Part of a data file
** BEGIN **

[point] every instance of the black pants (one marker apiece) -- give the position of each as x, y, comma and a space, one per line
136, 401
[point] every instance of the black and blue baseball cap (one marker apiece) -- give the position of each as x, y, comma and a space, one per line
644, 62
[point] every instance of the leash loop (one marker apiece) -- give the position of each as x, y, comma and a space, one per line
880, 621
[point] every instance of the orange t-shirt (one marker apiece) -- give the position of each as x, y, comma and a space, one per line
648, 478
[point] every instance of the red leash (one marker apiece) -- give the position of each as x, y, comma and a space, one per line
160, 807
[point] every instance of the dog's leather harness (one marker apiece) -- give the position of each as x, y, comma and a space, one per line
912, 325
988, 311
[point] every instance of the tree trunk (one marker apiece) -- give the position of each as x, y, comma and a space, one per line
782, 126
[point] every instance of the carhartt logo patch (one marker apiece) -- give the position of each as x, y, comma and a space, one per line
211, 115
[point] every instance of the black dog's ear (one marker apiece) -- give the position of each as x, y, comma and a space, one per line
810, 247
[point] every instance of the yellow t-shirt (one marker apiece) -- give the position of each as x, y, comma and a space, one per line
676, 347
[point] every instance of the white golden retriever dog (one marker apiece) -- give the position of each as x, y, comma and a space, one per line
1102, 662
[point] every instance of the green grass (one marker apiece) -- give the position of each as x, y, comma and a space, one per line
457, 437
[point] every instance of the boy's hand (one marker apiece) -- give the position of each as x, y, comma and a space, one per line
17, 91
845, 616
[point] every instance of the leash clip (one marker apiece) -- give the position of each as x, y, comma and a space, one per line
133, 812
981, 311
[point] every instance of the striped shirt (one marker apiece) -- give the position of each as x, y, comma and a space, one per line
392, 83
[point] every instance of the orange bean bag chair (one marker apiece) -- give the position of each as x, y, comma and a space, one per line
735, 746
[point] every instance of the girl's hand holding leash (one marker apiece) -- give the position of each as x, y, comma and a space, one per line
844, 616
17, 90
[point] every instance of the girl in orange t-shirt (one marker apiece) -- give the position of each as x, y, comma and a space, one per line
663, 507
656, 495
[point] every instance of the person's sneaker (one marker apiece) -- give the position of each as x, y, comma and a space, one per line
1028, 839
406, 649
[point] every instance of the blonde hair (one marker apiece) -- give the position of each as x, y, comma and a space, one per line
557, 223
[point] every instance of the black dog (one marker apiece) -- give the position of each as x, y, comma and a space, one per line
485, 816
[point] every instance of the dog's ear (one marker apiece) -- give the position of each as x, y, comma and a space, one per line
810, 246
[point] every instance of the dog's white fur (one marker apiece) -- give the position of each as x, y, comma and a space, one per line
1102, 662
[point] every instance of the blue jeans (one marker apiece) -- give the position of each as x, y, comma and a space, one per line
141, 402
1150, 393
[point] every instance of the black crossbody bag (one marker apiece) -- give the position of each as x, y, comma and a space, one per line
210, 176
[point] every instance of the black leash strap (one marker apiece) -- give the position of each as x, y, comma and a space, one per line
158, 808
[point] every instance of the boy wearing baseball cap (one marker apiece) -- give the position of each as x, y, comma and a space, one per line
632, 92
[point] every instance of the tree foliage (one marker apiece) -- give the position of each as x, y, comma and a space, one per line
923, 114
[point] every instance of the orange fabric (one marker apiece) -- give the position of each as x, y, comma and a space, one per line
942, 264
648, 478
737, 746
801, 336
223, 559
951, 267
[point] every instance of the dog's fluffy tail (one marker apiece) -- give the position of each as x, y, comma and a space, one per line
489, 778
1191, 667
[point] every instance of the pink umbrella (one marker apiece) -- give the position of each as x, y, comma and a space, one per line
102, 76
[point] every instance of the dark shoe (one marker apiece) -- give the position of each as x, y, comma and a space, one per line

** END **

Task to complete »
Please quote nothing but the lines from the line with "[point] every instance of the person's" through the end of the data above, exactly as written, ends included.

Exercise response »
[point] every instance of the person's sneaker (one marker apiece) -- give the position of each as x, y, comma and a space, one per line
1028, 839
406, 649
[point] every instance of the blonde hair (one marker apiece) -- give the position of each as x, y, comma and a space, one per line
557, 223
[point] every instance of the black dog (one marker apiece) -- give the position of each as x, y, comma and a space, one per line
485, 816
[point] every instance of the dog's ear (one marker apiece) -- give the position of each as x, y, comma and a space, one per line
810, 246
[point] every instance of the dog's white fur (one marker apiece) -- give the position of each as x, y, comma and a space, one per line
1102, 662
[point] every instance of the blue jeans (one marker apiece) -- give the position of each as x, y, comma and a space, one per line
141, 402
1150, 393
[point] every instance of the black crossbody bag (one marker apiece) -- give the position of each as x, y, comma and a space, one per line
210, 176
[point] every instance of the black leash strap (one marker apiece) -- give the position of each as x, y, comma and a space, one per line
158, 808
[point] every instance of the boy wearing baseball cap (one marker apiece) -- give the position of each as x, y, comma and a space, one per line
632, 92
[point] every instance of the tree foliage (one marker apiece) -- give the position of each as x, y, comma and a space, one per line
923, 114
[point] every instance of the orange fabric (one marker apiece) -- give the position of each as x, y, comma and a space, one per line
942, 264
648, 478
737, 746
801, 336
223, 559
951, 267
[point] every instance of the dog's fluffy tail (one marker apiece) -- give the position of each as x, y, comma and a space, one per line
489, 778
1191, 667
[point] every instance of the pink umbrella (one marker apiece) -- give the position of each as x, y, comma and a space, one per line
102, 76
[point] every instance of the dark shoe (one marker apiece) -- give the position of each as x, y, comma and a space, one per line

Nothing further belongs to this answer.